The data below must be copied in full and without any change.
▼
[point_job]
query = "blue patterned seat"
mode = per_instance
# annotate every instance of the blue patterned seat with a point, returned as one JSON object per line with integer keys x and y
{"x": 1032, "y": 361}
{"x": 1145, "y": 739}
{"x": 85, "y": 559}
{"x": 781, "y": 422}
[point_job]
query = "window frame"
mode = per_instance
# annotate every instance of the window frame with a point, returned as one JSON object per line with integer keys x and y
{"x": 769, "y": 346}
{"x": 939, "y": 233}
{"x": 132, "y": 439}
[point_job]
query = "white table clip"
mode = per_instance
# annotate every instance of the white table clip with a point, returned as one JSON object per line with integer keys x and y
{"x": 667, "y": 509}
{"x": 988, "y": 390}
▲
*WRITTEN RESPONSE*
[point_job]
query = "blue patterned seat"
mode = per_instance
# annotate every instance of the blue patterned seat with a point, returned as one JSON object per line with integer keys x and y
{"x": 1032, "y": 361}
{"x": 1145, "y": 739}
{"x": 85, "y": 559}
{"x": 781, "y": 422}
[point_job]
query = "window frame"
mode = per_instance
# annotate every instance of the window frame with a point, returned as one JSON object per line with integer keys x and y
{"x": 769, "y": 346}
{"x": 939, "y": 233}
{"x": 132, "y": 439}
[point_job]
query = "white table clip"
mode = per_instance
# annotate every instance of the white table clip with a point, returned as one JSON object per line with integer keys x and y
{"x": 667, "y": 509}
{"x": 988, "y": 390}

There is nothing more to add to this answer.